=== Goal of the exercise ===
Pick out every line in the entries below that contains the word "black", and copy each one.
### Given data
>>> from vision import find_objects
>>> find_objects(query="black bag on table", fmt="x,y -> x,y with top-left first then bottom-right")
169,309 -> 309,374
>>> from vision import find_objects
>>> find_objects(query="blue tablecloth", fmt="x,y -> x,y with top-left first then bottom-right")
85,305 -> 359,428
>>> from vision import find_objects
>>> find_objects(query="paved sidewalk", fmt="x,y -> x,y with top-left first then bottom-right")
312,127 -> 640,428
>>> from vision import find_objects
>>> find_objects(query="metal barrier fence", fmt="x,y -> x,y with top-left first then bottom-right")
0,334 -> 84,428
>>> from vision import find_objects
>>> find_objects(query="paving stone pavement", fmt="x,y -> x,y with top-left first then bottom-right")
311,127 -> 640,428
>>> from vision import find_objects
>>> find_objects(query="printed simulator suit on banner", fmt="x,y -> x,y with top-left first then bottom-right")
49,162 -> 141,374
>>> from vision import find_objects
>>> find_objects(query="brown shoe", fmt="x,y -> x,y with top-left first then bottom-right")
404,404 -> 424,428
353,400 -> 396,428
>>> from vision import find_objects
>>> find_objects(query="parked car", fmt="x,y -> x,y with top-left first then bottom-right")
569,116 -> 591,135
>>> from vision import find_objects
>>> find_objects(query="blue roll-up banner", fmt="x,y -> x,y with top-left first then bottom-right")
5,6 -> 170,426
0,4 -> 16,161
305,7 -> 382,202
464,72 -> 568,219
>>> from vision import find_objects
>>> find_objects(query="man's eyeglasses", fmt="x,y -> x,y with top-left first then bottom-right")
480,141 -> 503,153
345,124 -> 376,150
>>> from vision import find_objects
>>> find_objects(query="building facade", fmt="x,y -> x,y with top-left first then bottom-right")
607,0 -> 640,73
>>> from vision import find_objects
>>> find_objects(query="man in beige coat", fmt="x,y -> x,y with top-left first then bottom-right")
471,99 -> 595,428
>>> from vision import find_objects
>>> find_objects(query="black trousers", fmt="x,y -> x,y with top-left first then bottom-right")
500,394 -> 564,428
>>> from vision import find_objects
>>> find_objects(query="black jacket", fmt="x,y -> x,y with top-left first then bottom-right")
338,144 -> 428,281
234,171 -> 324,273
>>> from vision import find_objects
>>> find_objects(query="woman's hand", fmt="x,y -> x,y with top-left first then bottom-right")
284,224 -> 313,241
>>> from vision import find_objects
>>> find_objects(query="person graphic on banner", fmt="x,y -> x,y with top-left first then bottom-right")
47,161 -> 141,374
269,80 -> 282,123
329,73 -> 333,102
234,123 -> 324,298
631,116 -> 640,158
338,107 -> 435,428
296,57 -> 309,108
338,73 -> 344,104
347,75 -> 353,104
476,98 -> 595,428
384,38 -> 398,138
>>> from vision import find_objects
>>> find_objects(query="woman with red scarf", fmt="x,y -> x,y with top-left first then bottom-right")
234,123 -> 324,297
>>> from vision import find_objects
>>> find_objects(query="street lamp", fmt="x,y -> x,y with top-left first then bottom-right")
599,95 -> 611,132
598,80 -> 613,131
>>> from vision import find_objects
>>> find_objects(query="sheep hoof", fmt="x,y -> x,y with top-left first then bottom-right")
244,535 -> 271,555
######
### Given data
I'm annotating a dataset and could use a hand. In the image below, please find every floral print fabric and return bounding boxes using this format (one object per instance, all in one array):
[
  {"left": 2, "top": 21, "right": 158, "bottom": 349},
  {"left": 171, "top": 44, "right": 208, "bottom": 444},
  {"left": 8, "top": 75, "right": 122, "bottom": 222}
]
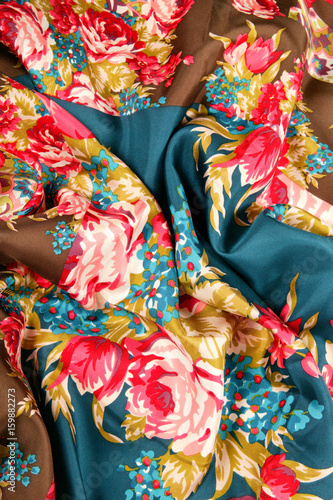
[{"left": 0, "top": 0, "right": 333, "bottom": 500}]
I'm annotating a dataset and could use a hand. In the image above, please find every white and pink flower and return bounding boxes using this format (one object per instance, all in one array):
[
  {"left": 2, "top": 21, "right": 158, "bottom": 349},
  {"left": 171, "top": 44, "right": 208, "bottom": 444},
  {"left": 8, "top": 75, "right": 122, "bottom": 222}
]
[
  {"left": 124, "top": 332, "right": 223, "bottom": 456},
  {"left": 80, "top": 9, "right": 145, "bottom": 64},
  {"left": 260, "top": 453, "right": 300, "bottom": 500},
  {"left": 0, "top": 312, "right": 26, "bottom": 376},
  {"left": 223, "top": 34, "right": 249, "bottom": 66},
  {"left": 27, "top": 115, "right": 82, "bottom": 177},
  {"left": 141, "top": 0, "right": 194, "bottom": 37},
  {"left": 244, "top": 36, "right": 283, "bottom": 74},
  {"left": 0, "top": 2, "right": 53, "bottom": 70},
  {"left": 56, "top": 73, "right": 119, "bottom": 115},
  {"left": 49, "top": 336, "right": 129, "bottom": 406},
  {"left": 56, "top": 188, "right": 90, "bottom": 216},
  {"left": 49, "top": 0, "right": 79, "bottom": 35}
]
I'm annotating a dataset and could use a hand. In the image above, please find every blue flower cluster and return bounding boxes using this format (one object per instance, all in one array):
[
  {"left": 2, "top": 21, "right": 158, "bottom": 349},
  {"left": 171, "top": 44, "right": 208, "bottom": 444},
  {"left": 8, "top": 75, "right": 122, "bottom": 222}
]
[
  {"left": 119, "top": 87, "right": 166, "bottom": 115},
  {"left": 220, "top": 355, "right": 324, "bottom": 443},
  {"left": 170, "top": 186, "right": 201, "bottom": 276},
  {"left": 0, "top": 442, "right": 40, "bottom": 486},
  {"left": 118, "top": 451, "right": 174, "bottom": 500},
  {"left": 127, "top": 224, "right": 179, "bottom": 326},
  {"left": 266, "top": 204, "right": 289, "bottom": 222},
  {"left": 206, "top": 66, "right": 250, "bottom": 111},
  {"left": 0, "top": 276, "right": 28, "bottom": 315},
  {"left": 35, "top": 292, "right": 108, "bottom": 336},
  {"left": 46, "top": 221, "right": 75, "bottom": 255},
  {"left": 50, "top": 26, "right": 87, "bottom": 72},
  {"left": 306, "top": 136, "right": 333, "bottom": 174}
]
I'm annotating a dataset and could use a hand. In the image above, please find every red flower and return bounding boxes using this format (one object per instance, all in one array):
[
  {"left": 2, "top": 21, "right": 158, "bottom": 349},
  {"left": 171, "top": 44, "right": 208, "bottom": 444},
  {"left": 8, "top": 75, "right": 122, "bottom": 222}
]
######
### Given data
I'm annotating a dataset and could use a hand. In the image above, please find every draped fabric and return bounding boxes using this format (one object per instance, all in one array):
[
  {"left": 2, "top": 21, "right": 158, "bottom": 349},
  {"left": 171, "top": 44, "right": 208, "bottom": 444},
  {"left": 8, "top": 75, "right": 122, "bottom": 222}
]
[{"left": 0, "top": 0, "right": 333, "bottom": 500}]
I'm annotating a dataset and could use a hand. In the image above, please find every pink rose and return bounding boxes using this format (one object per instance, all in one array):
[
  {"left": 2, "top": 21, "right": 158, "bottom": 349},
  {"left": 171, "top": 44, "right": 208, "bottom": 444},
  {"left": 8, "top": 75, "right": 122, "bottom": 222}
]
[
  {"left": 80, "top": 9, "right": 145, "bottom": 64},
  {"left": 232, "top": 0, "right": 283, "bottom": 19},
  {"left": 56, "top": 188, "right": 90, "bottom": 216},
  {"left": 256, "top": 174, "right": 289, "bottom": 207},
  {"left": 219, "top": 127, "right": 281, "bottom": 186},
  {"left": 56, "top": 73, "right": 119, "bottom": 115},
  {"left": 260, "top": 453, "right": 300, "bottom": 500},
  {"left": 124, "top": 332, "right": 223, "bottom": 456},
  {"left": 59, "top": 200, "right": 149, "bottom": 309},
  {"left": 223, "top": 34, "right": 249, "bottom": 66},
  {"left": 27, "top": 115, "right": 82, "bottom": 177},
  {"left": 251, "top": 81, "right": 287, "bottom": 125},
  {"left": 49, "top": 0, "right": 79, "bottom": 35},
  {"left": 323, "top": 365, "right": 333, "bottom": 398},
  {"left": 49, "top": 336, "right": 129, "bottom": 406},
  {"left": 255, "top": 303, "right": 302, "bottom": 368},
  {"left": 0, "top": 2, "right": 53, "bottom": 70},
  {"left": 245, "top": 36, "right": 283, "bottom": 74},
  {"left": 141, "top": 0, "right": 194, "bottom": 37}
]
######
=== Task solution ===
>>> find_objects(query="black bag on table", fmt="x,y -> x,y with top-left first then bottom-right")
>>> find_objects(query="black trousers", fmt="x,y -> x,y with top-left first then bottom-right")
>>> find_objects(query="black jacket", fmt="x,y -> x,y with top-left first then bottom-right")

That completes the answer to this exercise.